Work item - Only the lines of the data below from the one with "Sample: <point>559,54</point>" through the one with "Sample: <point>548,235</point>" are wanted. Repeat them exactly.

Records shown -
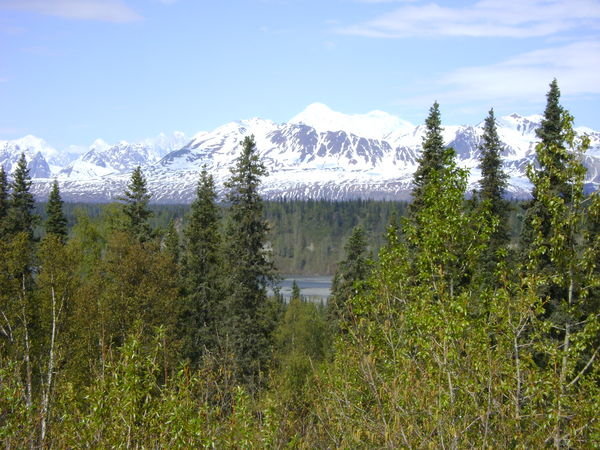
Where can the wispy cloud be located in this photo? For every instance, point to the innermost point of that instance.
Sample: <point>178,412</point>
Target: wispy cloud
<point>523,78</point>
<point>101,10</point>
<point>484,18</point>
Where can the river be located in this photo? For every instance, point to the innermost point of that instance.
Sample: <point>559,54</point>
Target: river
<point>315,288</point>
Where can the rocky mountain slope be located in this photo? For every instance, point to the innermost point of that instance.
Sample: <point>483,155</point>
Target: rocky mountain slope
<point>319,153</point>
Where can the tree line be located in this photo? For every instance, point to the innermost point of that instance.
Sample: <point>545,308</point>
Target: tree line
<point>115,335</point>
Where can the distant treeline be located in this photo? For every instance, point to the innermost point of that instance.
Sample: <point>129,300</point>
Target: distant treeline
<point>307,236</point>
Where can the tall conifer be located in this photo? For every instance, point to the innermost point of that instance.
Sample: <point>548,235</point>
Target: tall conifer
<point>249,266</point>
<point>352,270</point>
<point>136,210</point>
<point>202,267</point>
<point>20,215</point>
<point>57,222</point>
<point>433,157</point>
<point>4,203</point>
<point>492,187</point>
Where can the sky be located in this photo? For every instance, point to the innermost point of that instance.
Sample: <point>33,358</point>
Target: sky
<point>72,71</point>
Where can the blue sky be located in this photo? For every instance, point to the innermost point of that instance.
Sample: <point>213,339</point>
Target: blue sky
<point>75,70</point>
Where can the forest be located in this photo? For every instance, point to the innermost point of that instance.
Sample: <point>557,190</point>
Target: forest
<point>458,320</point>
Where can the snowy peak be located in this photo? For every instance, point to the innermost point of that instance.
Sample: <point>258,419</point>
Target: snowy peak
<point>372,125</point>
<point>103,159</point>
<point>525,125</point>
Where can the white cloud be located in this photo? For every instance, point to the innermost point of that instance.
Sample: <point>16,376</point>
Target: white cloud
<point>523,78</point>
<point>484,18</point>
<point>102,10</point>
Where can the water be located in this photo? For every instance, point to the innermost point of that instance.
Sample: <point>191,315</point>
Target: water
<point>317,288</point>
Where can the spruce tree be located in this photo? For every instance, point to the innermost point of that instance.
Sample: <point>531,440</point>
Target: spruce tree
<point>20,214</point>
<point>171,242</point>
<point>433,157</point>
<point>552,158</point>
<point>4,203</point>
<point>295,291</point>
<point>136,210</point>
<point>249,267</point>
<point>202,268</point>
<point>57,222</point>
<point>352,270</point>
<point>492,187</point>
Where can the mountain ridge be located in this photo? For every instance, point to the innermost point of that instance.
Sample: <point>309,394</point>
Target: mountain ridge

Solution to this task -
Sample: <point>559,54</point>
Target: river
<point>315,288</point>
Where can the rocky mountain slope be located in this photo? For every instance, point to the innermost point of that instance.
Sample: <point>483,155</point>
Target: rocky mountain slope
<point>319,153</point>
Where can the tree line be located in this photo? For every instance, point to the innermost point of that instance.
Sample: <point>545,308</point>
Target: tree line
<point>115,335</point>
Where can the distant treeline be located in this photo? For every instance, point to the innermost point of that instance.
Sample: <point>129,300</point>
Target: distant treeline
<point>307,236</point>
Where can the tall conifer be located in this photo? For every instance, point to the innermost point of that instance.
Sample: <point>548,235</point>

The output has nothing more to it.